# Excerpt
Countervailing duties: Textile mill products from— Argentina,

[Federal Register: February 12, 1998 (Volume 63, Number 29)]

[Notices]

[Page 7125-7127]

From the Federal Register Online via GPO Access [wais.access.gpo.gov]

[DOCID:fr12fe98-32]

DEPARTMENT OF COMMERCE

International Trade Administration

[C-357-404]

Certain Textile Mill Products From Argentina; Initiation and Preliminary Results of Changed Circumstances Countervailing Duty Review, Consideration of Revocation of Order, and Intent to Revoke Order

AGENCY: Import Administration, International Trade Administration, Department of Commerce.

ACTION: Notice of initiation and preliminary results of changed circumstances countervailing duty review, consideration of revocation of order, and intent to revoke order.

SUMMARY: On April 2, 1996, the Department of Commerce initiated changed circumstances reviews of the countervailing duty orders on Leather from Argentina (55 FR 40212), Wool from Argentina (48 FR 14423), Oil Country Tubular Goods from Argentina (49 FR 46564), and Carbon Steel Cold- Rolled Flat Products from Argentina (49 FR 18006). The Department of Commerce initiated these reviews in order to determine whether, in light of the decision in Ceramica Regiomontana v. United States, 64 F.3d 1579, 1582 (Fed. Cir. 1995), the agency had the authority to assess countervailing duties on entries of merchandise covered by these orders occurring after September 20, 1991--the date on which Argentina became a ``country under the Agreement'' within the meaning of former section 303(a)(1) of the Tariff Act of 1930, as amended (the Act) (19 U.S.C. 1303(a)(1) (1988; repealed 1994)). In the final results of these reviews, the Department of Commerce determined that, based upon the ruling in the Ceramica case, it lacked the authority to assess countervailing duties on unliquidated entries of merchandise covered by the four Argentine orders occurring on or after September 20, 1991. Final Results of Changed Circumstances Countervailing Duty Reviews and Revocation and Amended Revocation of Countervailing Duty Orders, (62 FR 41361).

As a result of the Ceramica Regiomontana v. United States decision and the changed circumstances reviews, the Department of Commerce is initiating a changed circumstances review of the countervailing duty order on Certain Textile Mill Products from Argentina (50 FR 9846) and preliminarily determining that it does not have the authority to assess countervailing duties on unliquidated entries of merchandise covered by the order occurring on or after September 20, 1991. Therefore, we intend to revoke this order with respect to all unliquidated entries of subject merchandise entered, or withdrawn from warehouse, for consumption during the period May 18, 1992 through December 31, 1994. (The order has been revoked on two previous occasions. For a further discussion of these revocations and the resulting period affected by this preliminary determination, see the Supplementary Information section below). We invite interested parties to comment on this notice of initiation and preliminary results.

# Recorded information
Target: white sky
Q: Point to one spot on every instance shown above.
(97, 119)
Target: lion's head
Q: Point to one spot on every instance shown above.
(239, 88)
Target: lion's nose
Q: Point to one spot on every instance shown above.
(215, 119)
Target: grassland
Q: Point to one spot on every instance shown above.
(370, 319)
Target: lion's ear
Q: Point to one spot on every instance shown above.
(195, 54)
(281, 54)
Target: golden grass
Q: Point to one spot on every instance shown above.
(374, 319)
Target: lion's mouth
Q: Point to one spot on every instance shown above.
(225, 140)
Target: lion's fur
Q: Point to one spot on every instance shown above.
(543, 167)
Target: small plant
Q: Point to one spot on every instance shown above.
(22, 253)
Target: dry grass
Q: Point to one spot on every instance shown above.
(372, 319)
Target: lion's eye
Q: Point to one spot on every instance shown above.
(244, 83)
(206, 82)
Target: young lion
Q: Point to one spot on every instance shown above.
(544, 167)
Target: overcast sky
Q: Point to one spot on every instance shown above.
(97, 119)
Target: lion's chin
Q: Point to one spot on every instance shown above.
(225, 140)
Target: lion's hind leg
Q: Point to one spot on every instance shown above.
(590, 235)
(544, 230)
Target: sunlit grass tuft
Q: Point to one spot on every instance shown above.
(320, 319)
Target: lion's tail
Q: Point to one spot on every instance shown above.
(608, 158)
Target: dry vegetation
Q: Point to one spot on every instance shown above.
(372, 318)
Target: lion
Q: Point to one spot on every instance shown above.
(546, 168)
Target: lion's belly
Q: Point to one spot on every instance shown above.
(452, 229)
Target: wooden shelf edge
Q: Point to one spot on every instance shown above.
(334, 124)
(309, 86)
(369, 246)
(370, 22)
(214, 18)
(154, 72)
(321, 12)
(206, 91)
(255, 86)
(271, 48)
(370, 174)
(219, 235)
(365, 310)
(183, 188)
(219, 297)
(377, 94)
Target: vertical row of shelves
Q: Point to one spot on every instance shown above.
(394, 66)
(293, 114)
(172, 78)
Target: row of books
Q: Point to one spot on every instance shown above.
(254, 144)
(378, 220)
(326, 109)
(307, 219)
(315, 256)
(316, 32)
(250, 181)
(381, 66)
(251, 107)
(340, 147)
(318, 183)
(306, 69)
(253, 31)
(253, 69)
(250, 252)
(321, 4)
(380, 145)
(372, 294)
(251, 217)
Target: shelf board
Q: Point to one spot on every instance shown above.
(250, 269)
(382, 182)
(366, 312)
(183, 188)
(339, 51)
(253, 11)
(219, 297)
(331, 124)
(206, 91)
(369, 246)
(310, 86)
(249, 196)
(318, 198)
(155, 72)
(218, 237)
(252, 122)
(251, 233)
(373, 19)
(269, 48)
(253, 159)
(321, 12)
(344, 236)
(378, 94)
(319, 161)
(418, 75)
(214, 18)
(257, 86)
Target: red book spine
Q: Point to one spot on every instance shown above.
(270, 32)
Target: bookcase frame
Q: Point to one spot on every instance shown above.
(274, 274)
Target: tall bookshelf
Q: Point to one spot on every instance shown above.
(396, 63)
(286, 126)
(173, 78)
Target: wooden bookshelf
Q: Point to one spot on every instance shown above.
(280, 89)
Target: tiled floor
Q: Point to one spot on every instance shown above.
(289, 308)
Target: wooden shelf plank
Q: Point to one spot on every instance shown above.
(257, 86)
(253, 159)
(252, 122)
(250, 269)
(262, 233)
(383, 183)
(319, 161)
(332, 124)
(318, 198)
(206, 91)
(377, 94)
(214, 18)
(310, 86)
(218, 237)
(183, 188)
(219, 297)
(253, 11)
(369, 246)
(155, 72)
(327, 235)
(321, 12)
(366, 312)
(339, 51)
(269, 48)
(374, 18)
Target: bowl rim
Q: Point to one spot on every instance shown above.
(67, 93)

# Instructions
a. Decide whether each statement agrees with the countervailing duty notice, and answer yes or no while quoting the words from it that settle the matter: (i) The Department of Commerce started changed circumstances reviews of the four Argentine orders on April 2, 1996. (ii) The order on textile mill products from Argentina has never been revoked before. (iii) The intended revocation covers entries made from May 18, 1992 through December 31, 1994.
b. Resume the countervailing duty notice after its last sentence, keeping the same plain administrative style.

# Answers given
a.
(i) Yes: "On April 2, 1996, the Department of Commerce initiated changed circumstances reviews"
(ii) No: "The order has been revoked on two previous occasions."
(iii) Yes: "during the period May 18, 1992 through December 31, 1994"

b.
EFFECTIVE DATE: February 12, 1998.

FOR FURTHER INFORMATION CONTACT: Anne D'Alauro or Kelly Parkhill, Office of CVD/AD Enforcement VI, Import Administration, International Trade Administration, U.S. Department of Commerce, 14th Street and Constitution Avenue, NW., Washington, DC. 20230; telephone: (202) 482- 2786.

SUPPLEMENTARY INFORMATION:

Applicable Statute and Regulations

Unless otherwise indicated, all citations to the statute are references to the provisions effective January 1, 1995, the effective date of the amendments made to the Act by the URAA. In addition, unless otherwise indicated, all citations to the Department's regulations are to the current regulations published in the Federal Register on May 19, 1997 (62 FR 27296).

History of the Countervailing Duty Order on Textile Mill Products From Argentina

The countervailing duty order on Certain Textile Mill Products from Argentina was issued on March 12, 1985 pursuant to former section 303(a)(1) of the Act. Under former section 303, the Department of Commerce (the Department) could assess (or ``levy'') countervailing duties without an injury determination on two types of imports: (i) Dutiable merchandise from countries that were not signatories of the 1979 Subsidies Code or ``substantially equivalent'' agreements (otherwise known as ``countries under the Agreement''), and (ii) duty- free merchandise from countries that were not signatories of the 1947 General Agreement on Tariffs and Trade. See S. Rep. 249, 96th Cong. 1st Sess. 103-06 (1979); H. Rep. No. 317, 96th Cong., 1st Sess. 43, 49-50 (1979). At the time this order was issued, textile mill products from Argentina were dutiable. Also at that time, Argentina was not a ``country under the Agreement.'' In short, U.S. law did not require an injury determination as a prerequisite to the issuance of the order, and none was provided.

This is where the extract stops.